• ACTIVITY
Could you give the listing again exactly, without its pictures?
--- START ---
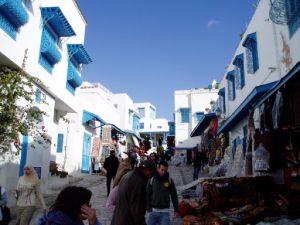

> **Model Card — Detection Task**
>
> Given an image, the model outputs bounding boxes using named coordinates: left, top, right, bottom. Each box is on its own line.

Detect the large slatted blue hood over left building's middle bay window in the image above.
left=41, top=7, right=76, bottom=37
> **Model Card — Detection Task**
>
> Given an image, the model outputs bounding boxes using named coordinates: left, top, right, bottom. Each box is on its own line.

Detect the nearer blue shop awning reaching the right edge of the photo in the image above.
left=255, top=62, right=300, bottom=108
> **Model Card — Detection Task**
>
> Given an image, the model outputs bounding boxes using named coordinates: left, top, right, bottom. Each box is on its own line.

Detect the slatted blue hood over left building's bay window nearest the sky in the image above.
left=68, top=44, right=92, bottom=64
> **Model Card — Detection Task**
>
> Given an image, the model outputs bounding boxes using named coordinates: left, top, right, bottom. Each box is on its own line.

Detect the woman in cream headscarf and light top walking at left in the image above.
left=16, top=165, right=46, bottom=225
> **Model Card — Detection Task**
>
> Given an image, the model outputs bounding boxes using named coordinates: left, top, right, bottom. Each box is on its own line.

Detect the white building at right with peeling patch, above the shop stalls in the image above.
left=213, top=0, right=300, bottom=179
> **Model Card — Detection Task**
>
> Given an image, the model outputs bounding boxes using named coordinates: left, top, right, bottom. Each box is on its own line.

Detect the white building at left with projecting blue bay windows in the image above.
left=0, top=0, right=91, bottom=200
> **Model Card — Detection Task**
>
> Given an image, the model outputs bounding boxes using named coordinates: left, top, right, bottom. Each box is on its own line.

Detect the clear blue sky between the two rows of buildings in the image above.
left=78, top=0, right=257, bottom=120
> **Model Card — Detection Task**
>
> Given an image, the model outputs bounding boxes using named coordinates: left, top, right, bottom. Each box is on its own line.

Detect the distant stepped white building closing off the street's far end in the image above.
left=134, top=102, right=169, bottom=149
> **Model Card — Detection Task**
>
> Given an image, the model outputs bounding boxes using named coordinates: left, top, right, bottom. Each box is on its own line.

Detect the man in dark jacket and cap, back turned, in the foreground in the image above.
left=111, top=160, right=156, bottom=225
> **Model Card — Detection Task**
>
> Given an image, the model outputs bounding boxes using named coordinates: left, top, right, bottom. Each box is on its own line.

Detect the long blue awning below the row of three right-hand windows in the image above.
left=217, top=82, right=276, bottom=135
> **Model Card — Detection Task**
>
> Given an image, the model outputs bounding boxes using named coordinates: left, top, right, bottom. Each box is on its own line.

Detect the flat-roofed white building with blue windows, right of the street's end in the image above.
left=174, top=88, right=219, bottom=162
--- END ---
• ANSWER BOX
> **Model Card — Detection Task**
>
> Given an image, the model outputs bounding boxes using named coordinates: left, top, right, bottom. Each box is on its own line.

Detect the large slatted blue hood over left building's middle bay window in the image above.
left=41, top=7, right=76, bottom=37
> **Model Card — Detection Task**
>
> Given an image, the model outputs bounding boxes using named coordinates: left, top, right, bottom. Each box is on its own line.

Detect the nearer blue shop awning reaching the right edge of the photo in the image above.
left=255, top=62, right=300, bottom=108
> **Model Card — Detection Task**
>
> Given an image, the model outputs bounding boxes using named coordinates: left, top, right, bottom. Each box is on its own line.

Detect the slatted blue hood over left building's bay window nearest the sky in the image above.
left=68, top=44, right=92, bottom=64
> **Model Card — Detection Task**
>
> Given an image, the model outputs bounding boxes using named coordinates: left, top, right, bottom. Each box is on its own line.

Detect the woman in cream headscarf and light top walking at left in the image above.
left=16, top=165, right=46, bottom=225
> **Model Card — Detection Task**
>
> Given an image, the model outputs bounding boxes using named coordinates: left, top, right, bottom. Each box is on its own line.

Detect the white building at right with peeling patch, above the shop stalls in the image above.
left=213, top=0, right=300, bottom=179
> **Model Card — Detection Task**
>
> Given an image, the model outputs bounding boxes using named coordinates: left, top, right, bottom. Each box is on its own line.

Detect the white building at left with projecting blue bay windows in the image above.
left=0, top=0, right=91, bottom=200
> **Model Card — Detection Task**
>
> Given an image, the model outputs bounding boxes using named coordinates: left, top, right, bottom. Each box is on its own line.

Detect the clear blue sky between the two rows of buildings in the image above.
left=78, top=0, right=257, bottom=120
> **Model Card — Detection Task**
>
> Given an image, the model outputs bounding boxes using named coordinates: left, top, right, bottom. Each box is on its own line.

Detect the distant stepped white building closing off the street's far end in the image above.
left=134, top=102, right=169, bottom=149
> **Model Card — Detection Task**
>
> Given an image, the model outputs bounding boxes using named coordinates: left, top, right, bottom. Each box is on its own line.

Detect the man in dark jacket and cap, back turned, in the foreground in the image above.
left=111, top=160, right=156, bottom=225
> **Model Card — Detection Task**
>
> Given an image, the model outputs bounding boxes using named coordinates: left, top, right, bottom. Each box is on its own line.

Detect the long blue awning below the row of three right-hand windows in the image above.
left=217, top=82, right=276, bottom=135
> **Model Card — Detection Task**
>
> Given an image, the model outputs bounding boxes using named coordinates: left, top, right, bottom. Each box is on its own line.

Detect the flat-roofed white building with blue windows, right of the street's end in the image above.
left=174, top=88, right=219, bottom=162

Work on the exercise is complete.